# Aufgabenstellung:
Nenne alle Punkte, zu denen Klaus-Michael Kühne laut dem Ausgangstext vom Spiegel befragt wurde.

# Ausgangstext:
Bild: Zu spät? 2023 wurde das Mahnmal für die Ausplünderung von Europas Jude…
Der Multimilliardär Klaus-Michael Kühne hat dem Spiegel eine Audienz
gewährt. Und da wurde er nicht nur gefragt, ob der [1][Elbtower in seiner
Heimatstadt Hamburg] noch zu retten ist (glaubt er nicht) oder er die
Eröffnung der [2][von ihm gestifteten Oper] noch erleben wird (glaubt er
erst recht nicht). Sondern auch nach der [3][NS-Vergangenheit seiner
Firma], des Logistikkonzerns Kühne + Nagel. Ganz höflich und zartfühlend,
weil: Er kann ja nichts dafür, er war ja 1945 erst sieben Jahre alt.
Aber dann haben die Spiegel-Leute auch noch gefragt, warum Kühne eine
historische Aufarbeitung dieser Geschichte [4][immer wieder verhindert]
hat. Weil: Da kann er was für.
Dazu hat er eine bestürzend klare Haltung. „Wenn die Diskussion kurz nach
dem Krieg aufgekommen wäre, hätte ich volles Verständnis“, sagt er. Sie
habe aber [5][genau 2015 begonnen], zum 125-jährigen Jubiläum des
Logistikkonzerns, 70 Jahre nach Kriegsende. Voll unfair, oder? Seitdem sei
diese Diskussion „ein Dauerbrenner“.
An dieser Stelle wollen wir mal kurz die Lorbeeren dafür einheimsen: Das
Feuer, das diesen Dauerbrenner am Brennen hält, hat fast ganz allein die
taz entfacht, die Lokalredaktion am Bremer Stammsitz von K+N. „Es werden
alte Wunden aufgerissen“, klagt Kühne nun – und damit also uns an. Wir
könnten zufriedener nicht sein.
## Siebenjähriger Arierknirps
Denn wessen Wunden sind das, die da aufgerissen werden? Seine? Welche
Wunden hat er denn davongetragen, als siebenjähriger Arierknirps? Oder
meint er etwa die Wunden der Opfer, der Opfer auch seines Unternehmens, das
sich ein Monopol auf den Abtransport und die „Verwertung“ jüdischen
Eigentums im besetzten Westeuropa gesichert hatte? Als hätten deren Wunden
je heilen können, als wären sie nicht auf ewig offen, schwärend, sich
vererbend von Generation zu Generation.
Kühne erlaubt sich festzulegen, bis wann eine Debatte darüber zulässig
gewesen wäre. Klar, es ist natürlich schwer zu verstehen, dass die in
Auschwitz Vergasten nicht am 9. Mai 1945 bei den Kühnes auf der Matte
gestanden und Schadenersatz verlangt haben. Und dass die Überlebenden
danach damit beschäftigt waren zu überleben, zunächst ganz körperlich und
für immer seelisch, fast alle. Wären sie 1945 im Land der Mörder vorstellig
geworden, hätte K+N ihnen sicher „voller Verständnis“ alles Geraubte
zurückerstattet, mitsamt Zinsen. Aber so – weggegangen, Platz vergangen.

# Aufgeführte Einträge:
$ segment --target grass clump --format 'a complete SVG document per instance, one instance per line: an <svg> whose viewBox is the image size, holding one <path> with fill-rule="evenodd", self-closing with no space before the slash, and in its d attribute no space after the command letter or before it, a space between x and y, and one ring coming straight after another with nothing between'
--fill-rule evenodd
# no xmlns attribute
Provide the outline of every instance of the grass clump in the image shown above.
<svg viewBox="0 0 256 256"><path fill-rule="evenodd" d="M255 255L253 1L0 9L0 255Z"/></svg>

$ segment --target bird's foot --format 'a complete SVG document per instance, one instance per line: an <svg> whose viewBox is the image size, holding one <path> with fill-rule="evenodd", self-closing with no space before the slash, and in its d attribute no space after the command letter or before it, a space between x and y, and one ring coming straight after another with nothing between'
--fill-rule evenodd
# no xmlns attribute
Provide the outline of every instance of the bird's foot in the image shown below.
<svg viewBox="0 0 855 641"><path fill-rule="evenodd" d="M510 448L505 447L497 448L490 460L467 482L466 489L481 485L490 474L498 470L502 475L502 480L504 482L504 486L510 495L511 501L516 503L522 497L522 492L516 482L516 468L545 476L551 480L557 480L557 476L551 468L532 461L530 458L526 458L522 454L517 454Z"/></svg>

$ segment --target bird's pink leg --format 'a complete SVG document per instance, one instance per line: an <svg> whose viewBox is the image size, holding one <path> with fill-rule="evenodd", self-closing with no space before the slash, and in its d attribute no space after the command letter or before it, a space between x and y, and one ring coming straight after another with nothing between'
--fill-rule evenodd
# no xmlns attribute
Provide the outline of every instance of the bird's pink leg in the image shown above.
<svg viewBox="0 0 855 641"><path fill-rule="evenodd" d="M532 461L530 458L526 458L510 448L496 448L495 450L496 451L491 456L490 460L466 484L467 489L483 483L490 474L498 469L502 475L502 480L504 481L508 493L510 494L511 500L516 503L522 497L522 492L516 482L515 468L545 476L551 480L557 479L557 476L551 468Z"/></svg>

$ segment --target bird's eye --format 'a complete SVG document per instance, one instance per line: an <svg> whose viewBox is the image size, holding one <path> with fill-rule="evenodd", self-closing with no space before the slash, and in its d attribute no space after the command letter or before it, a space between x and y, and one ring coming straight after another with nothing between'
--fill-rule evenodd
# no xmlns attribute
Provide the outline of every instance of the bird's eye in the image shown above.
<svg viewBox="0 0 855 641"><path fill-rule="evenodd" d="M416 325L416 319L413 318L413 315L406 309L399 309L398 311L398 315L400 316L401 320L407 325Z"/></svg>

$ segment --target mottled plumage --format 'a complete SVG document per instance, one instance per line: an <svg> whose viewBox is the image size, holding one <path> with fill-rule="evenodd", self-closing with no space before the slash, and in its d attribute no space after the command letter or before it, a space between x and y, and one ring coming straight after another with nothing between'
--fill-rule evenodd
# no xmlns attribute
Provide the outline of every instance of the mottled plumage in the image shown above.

# Musterlösung:
- ob der Elbtower in seiner Heimatstadt Hamburg noch zu retten ist
- ob er die Eröffnung der von ihm gestifteten Oper noch erleben wird
- die NS-Vergangenheit seiner Firma, des Logistikkonzerns Kühne + Nagel
- warum er eine historische Aufarbeitung dieser Geschichte immer wieder verhindert hat